▸ **Consegna**: Nel brano sul discorso del Papa ai vescovi degli Stati Uniti, in quale cattedrale di Washington ha parlato Francesco?

▸ **Blocco di testo**:
>>>>

C’è chi ha detto che il discorso tenuto dal Papa ai vescovi degli Stati Uniti ricorda per stile, toni e contenuti quello che fece ai presuli italiani, quando da poco era stato eletto al pontificato. Francesco, nella cattedrale di San Matteo a Washington, ha indicato la strada del cambiamento. Non più una Chiesa arroccata a difesa dei valori cosiddetti non negoziabili (espressione, questa, che a Bergoglio non è mai piaciuta), bensì una Chiesa in uscita e perennemente dialogante: “Il dialogo è il nostro metodo, non per astuta strategia”. “La via è pertanto il dialogo tra di voi, dialogo nei vostri presbiteri, dialogo con i laici, dialogo con le famiglie, dialogo con la società. Non mi stancherei di incoraggiarvi a dialogare senza paura”.

I MERITI DELLA CHIESA AMERICANA (BERGOGLIO DIXIT)

Il Papa ha riconosciuto l’impegno della Chiesa americana nei più svariati ambiti (educazione e carità comprese), ma ha anche avuto da ridire su quanti riducono il ruolo del vescovo a un fac simile di quello d’un manager aziendale: “Senz’altro è utile al vescovo possedere la lungimiranza del leader e la scaltrezza dell’amministratore, ma decadiamo inesorabilmente quando scambiamo la potenza della forza con la forza dell’impotenza. Al vescovo è necessaria la lucida percezione della battaglia tra la luce e le tenebre che si combatte in questo mondo. Guai a noi – ed è qui che Francesco ha alzato la voce – se facciamo della croce un vessillo di lotte mondane”.

<<<<

Voci di puntamento su oggetti etichettati
>>>>

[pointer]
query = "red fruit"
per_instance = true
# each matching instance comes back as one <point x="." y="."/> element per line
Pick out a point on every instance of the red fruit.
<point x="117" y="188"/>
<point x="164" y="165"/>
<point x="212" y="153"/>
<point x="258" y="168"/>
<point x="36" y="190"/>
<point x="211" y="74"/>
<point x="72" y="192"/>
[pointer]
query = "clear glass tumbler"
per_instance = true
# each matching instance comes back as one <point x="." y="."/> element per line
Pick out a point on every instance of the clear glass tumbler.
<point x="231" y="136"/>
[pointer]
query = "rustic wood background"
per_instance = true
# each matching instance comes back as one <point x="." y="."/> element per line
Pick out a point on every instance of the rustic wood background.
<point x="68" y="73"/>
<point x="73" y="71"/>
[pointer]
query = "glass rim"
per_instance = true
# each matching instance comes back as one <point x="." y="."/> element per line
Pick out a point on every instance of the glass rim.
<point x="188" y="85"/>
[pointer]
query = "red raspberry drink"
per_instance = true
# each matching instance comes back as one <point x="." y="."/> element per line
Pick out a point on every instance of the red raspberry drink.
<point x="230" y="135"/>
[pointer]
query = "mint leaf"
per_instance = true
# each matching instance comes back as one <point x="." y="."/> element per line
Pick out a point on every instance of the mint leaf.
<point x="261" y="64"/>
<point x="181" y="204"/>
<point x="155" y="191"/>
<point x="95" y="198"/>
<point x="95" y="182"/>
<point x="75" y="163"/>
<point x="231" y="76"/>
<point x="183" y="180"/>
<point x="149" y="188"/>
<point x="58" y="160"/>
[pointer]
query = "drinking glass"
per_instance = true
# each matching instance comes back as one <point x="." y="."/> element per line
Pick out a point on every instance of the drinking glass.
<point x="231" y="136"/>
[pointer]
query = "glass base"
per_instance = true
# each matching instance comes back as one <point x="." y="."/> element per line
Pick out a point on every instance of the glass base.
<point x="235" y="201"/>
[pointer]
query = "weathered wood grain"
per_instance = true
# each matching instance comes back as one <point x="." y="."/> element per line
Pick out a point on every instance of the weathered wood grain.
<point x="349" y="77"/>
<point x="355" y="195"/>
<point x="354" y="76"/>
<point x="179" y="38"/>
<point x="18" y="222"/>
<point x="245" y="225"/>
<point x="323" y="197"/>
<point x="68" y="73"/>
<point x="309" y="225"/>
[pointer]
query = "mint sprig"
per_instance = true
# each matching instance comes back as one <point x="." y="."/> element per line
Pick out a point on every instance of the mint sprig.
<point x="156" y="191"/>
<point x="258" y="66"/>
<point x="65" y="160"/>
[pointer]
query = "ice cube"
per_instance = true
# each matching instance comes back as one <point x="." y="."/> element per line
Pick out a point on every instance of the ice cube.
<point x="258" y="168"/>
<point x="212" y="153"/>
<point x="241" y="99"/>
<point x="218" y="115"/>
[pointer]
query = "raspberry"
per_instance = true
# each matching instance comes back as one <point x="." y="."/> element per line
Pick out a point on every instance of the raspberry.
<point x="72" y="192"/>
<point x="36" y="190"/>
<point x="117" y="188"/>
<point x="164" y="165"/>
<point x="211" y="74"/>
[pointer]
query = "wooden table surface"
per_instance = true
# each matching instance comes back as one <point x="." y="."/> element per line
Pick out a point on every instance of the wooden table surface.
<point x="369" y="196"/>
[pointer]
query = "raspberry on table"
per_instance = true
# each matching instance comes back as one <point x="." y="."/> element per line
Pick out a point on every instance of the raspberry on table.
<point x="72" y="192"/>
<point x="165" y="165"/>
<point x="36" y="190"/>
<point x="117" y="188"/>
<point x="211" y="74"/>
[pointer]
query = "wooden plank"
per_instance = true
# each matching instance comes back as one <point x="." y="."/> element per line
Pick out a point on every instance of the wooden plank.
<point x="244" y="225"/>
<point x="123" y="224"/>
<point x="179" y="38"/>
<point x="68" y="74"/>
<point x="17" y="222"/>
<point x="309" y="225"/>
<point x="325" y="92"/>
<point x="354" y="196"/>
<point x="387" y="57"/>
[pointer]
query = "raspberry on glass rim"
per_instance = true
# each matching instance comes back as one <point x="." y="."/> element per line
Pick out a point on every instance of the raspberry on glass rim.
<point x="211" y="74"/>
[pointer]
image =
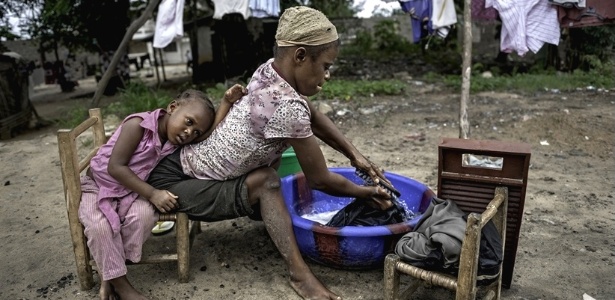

<<<<

▸ **Risposta scritta**: Nella cattedrale di San Matteo.